> [Stated goal]
Reproduce word for word the part of the pen-turning forum thread that begins at the words "Did you know" and stops after "might work without.".

===== Source passage

I like the idea of turning between centers without bushings.  I just need to get a dead center.  Never had a need for one but this sounds like a great idea to get one now.  Thanks!


----------



## magpens (Mar 7, 2018)

What I use as a dead center is a diamond cone ... higher friction than a plain steel cone.

It is actually intended for sharpening mortise chisels.  Got mine from Lee Valley.  Grizzly and HF and other companies almost certainly sell them ... about $35 per set of two (slightly different angles, but that is irrelevant in this application).  It works great for me.


----------



## Brotherdale (Mar 7, 2018)

magpens said:


> Slimline Pro is my pick also for the reasons you gave.  I make it as a single barrel without the center band, and I also make it without any brass tubes at all.
> *Note: Our lifetime warranty does not apply to this line. (must order in quantities of 5)"*



Mal, how do you make it with no tube? Can you do that with wood?
I have been making slimline pros with a single 8mm tube. I bought a pack of 10 tubes 10 inches long from exotic blanks.


----------



## magpens (Mar 7, 2018)

Yes, Dale, you can put in a long tube and leave off the center band.

I like to make my pens a bit thicker in the middle than the kit allows for.  I go for up to 0.560" diameter, but 0.480" is OK, or even less.
Without the center band that is obviously possible.  See my pen #4 in the BASH Kitless Contest this year. . It is made this way.

Another thing that works in your favor is that the center hole can be drilled to a smaller diameter than if you use a tube.  You only have to allow for insertion of the Parker refill which is 0.227" (drill it a bit bigger than that - I use a 15/64" drill = 0.234").

And I have found that with the extra thickness, the wood barrel is strong enough. . I use both wood and acrylic as well as metal.
The beauty of the single barrel is that it really shows off your blank and your work. . I don't use any fragile woods.

Did you know that you can buy the click mechanism for the Slimline Pro from Wood-N-Whimsies.com ? . Search for CLICKMECH on their website.  But that item is just the 3 plastic parts of the mechanism ... they do not supply the top-end spring that comes in the Slimline Pro kit in addition to the standard Parker refill spring.  But I have, as of today, found a source for that extra spring ... it really is better to have it in there if you are making a custom click ballpoint pen ... although things might work without.

==========
===== Entries supplied

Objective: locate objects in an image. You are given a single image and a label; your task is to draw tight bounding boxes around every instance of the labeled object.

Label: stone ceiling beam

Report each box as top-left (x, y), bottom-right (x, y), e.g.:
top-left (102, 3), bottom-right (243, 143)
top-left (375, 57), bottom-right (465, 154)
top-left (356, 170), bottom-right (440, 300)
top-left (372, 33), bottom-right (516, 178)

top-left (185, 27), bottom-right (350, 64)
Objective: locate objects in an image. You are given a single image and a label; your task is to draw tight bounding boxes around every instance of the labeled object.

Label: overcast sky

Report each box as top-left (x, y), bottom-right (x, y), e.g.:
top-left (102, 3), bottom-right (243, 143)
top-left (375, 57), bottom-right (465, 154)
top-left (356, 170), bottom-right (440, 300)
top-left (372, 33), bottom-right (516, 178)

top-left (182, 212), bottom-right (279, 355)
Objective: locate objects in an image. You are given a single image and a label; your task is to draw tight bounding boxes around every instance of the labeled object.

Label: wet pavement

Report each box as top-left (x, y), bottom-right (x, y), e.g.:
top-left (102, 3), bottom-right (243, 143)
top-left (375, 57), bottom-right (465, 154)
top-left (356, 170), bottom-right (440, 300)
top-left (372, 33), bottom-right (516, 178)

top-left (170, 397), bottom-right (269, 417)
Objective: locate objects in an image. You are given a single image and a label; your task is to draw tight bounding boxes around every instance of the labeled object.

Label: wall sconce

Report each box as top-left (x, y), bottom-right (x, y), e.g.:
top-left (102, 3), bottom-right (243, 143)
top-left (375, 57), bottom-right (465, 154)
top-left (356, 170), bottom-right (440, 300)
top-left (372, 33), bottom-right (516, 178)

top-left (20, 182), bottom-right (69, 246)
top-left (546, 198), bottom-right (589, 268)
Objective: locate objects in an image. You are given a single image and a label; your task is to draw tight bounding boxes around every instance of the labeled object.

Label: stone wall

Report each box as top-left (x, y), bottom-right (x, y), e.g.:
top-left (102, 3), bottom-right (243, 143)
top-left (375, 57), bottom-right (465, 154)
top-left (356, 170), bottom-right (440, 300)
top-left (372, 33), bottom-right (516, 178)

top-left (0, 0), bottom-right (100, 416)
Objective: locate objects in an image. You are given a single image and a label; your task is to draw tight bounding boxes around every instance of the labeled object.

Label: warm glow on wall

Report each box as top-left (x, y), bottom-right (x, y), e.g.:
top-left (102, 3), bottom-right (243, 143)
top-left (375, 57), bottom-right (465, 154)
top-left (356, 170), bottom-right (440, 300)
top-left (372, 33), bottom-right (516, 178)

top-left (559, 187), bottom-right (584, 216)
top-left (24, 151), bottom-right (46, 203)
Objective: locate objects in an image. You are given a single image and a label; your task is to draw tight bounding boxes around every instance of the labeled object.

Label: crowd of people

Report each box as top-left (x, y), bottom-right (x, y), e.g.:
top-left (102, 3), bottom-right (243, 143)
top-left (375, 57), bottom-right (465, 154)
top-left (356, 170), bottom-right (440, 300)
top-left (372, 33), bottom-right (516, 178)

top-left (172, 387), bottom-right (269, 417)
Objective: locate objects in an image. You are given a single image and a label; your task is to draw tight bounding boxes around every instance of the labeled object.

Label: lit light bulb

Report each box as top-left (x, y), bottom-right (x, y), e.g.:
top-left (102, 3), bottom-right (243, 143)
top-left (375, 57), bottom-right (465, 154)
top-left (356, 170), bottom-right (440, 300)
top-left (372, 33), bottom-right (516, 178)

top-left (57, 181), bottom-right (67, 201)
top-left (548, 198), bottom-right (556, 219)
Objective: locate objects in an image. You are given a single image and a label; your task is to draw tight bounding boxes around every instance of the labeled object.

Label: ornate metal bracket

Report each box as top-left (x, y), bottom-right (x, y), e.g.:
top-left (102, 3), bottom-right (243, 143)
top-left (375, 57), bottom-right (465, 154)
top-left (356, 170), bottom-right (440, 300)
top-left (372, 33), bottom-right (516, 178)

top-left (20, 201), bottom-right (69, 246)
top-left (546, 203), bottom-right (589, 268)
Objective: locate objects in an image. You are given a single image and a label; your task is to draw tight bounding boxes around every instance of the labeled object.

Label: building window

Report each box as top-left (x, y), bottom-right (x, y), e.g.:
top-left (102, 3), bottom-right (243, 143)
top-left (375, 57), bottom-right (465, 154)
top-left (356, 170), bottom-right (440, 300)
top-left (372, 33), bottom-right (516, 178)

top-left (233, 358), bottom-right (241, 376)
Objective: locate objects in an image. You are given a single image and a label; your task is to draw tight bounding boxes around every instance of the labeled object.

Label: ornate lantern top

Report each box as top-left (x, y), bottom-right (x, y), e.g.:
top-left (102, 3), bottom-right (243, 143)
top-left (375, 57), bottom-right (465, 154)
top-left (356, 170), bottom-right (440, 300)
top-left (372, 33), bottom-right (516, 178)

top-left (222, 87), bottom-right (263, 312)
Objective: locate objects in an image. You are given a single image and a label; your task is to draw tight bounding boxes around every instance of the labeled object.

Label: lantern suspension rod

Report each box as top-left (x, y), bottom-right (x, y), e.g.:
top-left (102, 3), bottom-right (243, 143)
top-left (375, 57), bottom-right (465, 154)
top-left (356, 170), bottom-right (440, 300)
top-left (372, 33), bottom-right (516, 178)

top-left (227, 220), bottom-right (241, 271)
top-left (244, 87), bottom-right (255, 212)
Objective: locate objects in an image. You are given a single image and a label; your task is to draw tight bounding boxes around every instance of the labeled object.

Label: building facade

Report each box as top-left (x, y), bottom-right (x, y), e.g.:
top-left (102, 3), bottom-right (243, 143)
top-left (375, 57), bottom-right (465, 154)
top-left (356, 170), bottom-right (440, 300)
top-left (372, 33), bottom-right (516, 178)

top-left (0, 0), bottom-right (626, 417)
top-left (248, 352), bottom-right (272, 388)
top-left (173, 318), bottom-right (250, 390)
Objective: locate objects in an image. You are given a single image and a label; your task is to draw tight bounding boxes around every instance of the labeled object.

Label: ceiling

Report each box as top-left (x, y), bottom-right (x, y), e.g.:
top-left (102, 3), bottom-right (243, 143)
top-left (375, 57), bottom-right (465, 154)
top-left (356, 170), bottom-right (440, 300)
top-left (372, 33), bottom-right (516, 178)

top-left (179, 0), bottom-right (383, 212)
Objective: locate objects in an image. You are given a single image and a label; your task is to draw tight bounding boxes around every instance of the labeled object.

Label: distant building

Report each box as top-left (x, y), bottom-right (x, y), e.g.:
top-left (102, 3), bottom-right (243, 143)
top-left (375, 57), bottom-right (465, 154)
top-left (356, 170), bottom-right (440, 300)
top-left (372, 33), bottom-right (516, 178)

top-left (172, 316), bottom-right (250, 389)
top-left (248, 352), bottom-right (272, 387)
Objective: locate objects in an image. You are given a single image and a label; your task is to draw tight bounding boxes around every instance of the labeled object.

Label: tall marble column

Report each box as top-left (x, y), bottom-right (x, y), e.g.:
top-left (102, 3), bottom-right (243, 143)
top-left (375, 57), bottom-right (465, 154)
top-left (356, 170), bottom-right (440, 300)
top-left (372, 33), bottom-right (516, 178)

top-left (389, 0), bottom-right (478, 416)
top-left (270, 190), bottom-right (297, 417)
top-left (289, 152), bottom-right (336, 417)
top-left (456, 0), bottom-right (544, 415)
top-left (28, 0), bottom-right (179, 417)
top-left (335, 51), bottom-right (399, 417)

==========

> [Result]
Did you know that you can buy the click mechanism for the Slimline Pro from Wood-N-Whimsies.com ? . Search for CLICKMECH on their website.  But that item is just the 3 plastic parts of the mechanism ... they do not supply the top-end spring that comes in the Slimline Pro kit in addition to the standard Parker refill spring.  But I have, as of today, found a source for that extra spring ... it really is better to have it in there if you are making a custom click ballpoint pen ... although things might work without.